## Prompt
All entries must be extracted exactly, with nothing added or dropped.

## Input material

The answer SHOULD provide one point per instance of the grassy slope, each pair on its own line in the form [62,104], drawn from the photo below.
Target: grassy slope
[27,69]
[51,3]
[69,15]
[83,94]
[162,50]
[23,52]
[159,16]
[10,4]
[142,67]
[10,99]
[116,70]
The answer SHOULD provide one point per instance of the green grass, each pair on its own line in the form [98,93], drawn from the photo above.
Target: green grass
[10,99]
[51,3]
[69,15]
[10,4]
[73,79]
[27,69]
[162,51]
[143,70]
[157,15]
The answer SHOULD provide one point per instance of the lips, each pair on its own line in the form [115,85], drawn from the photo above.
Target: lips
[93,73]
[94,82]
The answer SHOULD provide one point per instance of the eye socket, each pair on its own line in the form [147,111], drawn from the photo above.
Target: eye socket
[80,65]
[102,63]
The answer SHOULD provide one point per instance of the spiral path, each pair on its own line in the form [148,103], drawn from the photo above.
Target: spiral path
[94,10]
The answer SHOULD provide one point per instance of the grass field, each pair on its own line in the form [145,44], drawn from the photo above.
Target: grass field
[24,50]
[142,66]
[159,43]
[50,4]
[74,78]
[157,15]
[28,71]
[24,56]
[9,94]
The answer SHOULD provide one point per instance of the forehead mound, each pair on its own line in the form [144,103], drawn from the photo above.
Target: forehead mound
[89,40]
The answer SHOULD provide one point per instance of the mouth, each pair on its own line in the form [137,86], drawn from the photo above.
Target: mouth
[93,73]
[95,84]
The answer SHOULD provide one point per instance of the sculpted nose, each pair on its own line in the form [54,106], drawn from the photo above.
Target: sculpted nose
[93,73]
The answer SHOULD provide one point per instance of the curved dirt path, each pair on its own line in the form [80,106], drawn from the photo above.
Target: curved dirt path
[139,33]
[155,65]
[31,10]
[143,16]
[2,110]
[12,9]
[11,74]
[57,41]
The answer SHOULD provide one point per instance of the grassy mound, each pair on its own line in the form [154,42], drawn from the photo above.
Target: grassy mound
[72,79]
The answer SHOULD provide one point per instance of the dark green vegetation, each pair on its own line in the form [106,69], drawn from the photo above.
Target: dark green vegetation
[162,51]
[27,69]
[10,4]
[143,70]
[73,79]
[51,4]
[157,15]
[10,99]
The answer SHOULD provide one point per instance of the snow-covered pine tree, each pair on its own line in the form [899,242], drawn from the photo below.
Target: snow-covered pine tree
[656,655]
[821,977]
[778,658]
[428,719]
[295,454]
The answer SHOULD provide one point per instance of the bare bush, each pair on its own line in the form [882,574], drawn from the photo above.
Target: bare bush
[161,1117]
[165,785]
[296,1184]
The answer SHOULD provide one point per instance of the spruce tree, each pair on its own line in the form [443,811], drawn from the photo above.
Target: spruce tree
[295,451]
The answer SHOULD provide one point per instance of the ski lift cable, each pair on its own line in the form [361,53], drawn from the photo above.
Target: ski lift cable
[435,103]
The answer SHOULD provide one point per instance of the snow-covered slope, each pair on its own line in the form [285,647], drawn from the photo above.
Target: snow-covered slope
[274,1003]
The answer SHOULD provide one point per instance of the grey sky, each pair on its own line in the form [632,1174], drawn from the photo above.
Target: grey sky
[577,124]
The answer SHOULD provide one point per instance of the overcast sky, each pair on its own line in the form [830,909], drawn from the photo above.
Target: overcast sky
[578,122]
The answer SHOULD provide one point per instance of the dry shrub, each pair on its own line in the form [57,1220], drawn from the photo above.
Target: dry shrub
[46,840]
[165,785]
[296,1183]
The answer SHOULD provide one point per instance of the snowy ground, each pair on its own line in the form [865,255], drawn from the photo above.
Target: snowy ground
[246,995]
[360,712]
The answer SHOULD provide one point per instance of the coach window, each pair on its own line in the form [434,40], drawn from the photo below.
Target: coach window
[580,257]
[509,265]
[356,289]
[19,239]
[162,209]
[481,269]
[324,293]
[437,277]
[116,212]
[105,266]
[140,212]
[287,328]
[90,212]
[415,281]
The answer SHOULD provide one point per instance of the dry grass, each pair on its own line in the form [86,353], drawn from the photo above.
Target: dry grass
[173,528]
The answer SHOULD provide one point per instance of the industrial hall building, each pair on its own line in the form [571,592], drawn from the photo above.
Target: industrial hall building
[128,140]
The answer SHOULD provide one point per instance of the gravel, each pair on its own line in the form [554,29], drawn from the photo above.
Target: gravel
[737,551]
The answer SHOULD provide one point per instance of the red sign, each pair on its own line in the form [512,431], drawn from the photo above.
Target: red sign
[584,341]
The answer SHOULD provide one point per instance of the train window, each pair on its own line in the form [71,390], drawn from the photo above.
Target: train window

## Answer to this exercise
The answer SHOULD provide one point per instance of the grassy slope, each pair on its own line in the form [62,104], drawn from the photo below.
Target: grassy slope
[27,69]
[51,3]
[69,15]
[83,94]
[162,50]
[23,52]
[159,16]
[10,4]
[142,67]
[10,99]
[116,70]
The answer SHOULD provide one point per instance of the green grass, each pair on its own line in the form [98,93], drawn from the photo above.
Target: green grass
[10,99]
[51,3]
[69,15]
[10,4]
[73,79]
[27,69]
[162,51]
[143,70]
[157,15]
The answer SHOULD provide one point per instance of the lips, each pair on its own line in the form [115,85], drawn from the photo above.
Target: lips
[93,73]
[94,82]
The answer SHOULD provide one point per instance of the eye socket, each pair on its own line in the form [147,111], drawn from the photo above.
Target: eye socket
[80,65]
[102,63]
The answer SHOULD provide one point per instance of the spiral path, each pair on its own line in the form [148,103], drawn from the photo above.
Target: spiral path
[94,10]
The answer SHOULD provide one point per instance of the grass field, each pair on its own line in the form [145,44], drawn from the photo above.
Target: grass field
[24,50]
[142,66]
[159,43]
[50,4]
[74,78]
[157,15]
[28,71]
[24,56]
[9,94]
The answer SHOULD provide one point per instance of the forehead mound, each pair on its own line in the form [144,103], drawn from the photo above.
Target: forehead mound
[89,40]
The answer SHOULD provide one point per instance of the mouth, each pair on its own line in the form [137,86], drawn from the photo above.
Target: mouth
[93,73]
[95,84]
The answer SHOULD provide one point per instance of the sculpted nose, each pair on its own line in the form [54,106], drawn from the photo above.
Target: sculpted nose
[93,73]
The answer SHOULD provide one point per instance of the curved dirt path, each pair on its own line in the form [80,106], drawn from the photo above.
Target: curved dirt path
[139,33]
[155,65]
[31,10]
[143,16]
[2,110]
[12,9]
[11,74]
[57,41]
The answer SHOULD provide one point per instance of the grassy mound, each pair on its own line in the form [154,42], drawn from the photo above.
Target: grassy mound
[72,79]
The answer SHOULD provide one point per instance of the dark green vegetation, each pair on its own line in the form [106,69], drawn from the photo above.
Target: dark green vegetation
[162,51]
[27,69]
[10,4]
[143,70]
[73,79]
[51,4]
[157,15]
[10,99]
The answer SHOULD provide one point per instance of the snow-covered pine tree, each pair on its own line in the form [899,242], drawn from the photo below.
Target: snow-covered pine tree
[656,655]
[821,977]
[778,658]
[428,719]
[295,454]
The answer SHOULD provide one point per instance of the bare bush, each pair on its own line in the form [882,574], drawn from the photo above.
Target: bare bush
[161,1117]
[165,785]
[296,1184]
The answer SHOULD provide one point per instance of the spruce tree, each pair on its own line in the form [443,811], drawn from the photo above.
Target: spruce tree
[295,451]
The answer SHOULD provide one point per instance of the ski lift cable, each pair on its own line in the form [361,53], drawn from the photo above.
Target: ski lift cable
[435,103]
The answer SHOULD provide one point per instance of the snow-covered slope, each pair on its own line in the form [285,647], drawn from the photo above.
Target: snow-covered slope
[274,1003]
The answer SHOULD provide one point per instance of the grey sky, each pair on its own line in the form [632,1174], drawn from the photo above.
Target: grey sky
[577,124]
The answer SHOULD provide one point per instance of the overcast sky, each pair on its own line in the form [830,909], drawn from the photo above.
Target: overcast sky
[578,122]
The answer SHOULD provide one point per instance of the dry shrub, each pair on its own line in the form [57,1220], drawn from the photo above.
Target: dry shrub
[46,840]
[165,785]
[296,1183]
The answer SHOULD provide one point per instance of the snowy ground, each pair on its own line in the form [865,255], drawn from the photo above.
Target: snowy ground
[246,995]
[360,712]
The answer SHOULD provide one point per instance of the coach window, each pair on its own line in the form [434,40], drawn from the photo below.
Target: coach window
[580,257]
[509,265]
[356,289]
[19,239]
[162,209]
[481,269]
[324,293]
[437,277]
[116,212]
[105,266]
[140,212]
[287,328]
[90,212]
[415,281]
The answer SHOULD provide one point per instance of the dry grass, each pair on its own line in the form [86,353], drawn from the photo above.
Target: dry grass
[173,528]
The answer SHOULD provide one point per instance of the industrial hall building, each pair on its own line in the form [571,592], drawn from the photo above.
Target: industrial hall building
[128,140]
The answer SHOULD provide one point per instance of the gravel, each pair on its own line in the form [554,29], drawn from the photo above.
Target: gravel
[737,551]
The answer SHOULD provide one point per instance of the red sign, each pair on its own line in the form [512,431], drawn from the photo above.
Target: red sign
[584,341]
The answer SHOULD provide one point per instance of the train window, each pair on its own line in the form [71,390], drawn from the photo above.
Target: train window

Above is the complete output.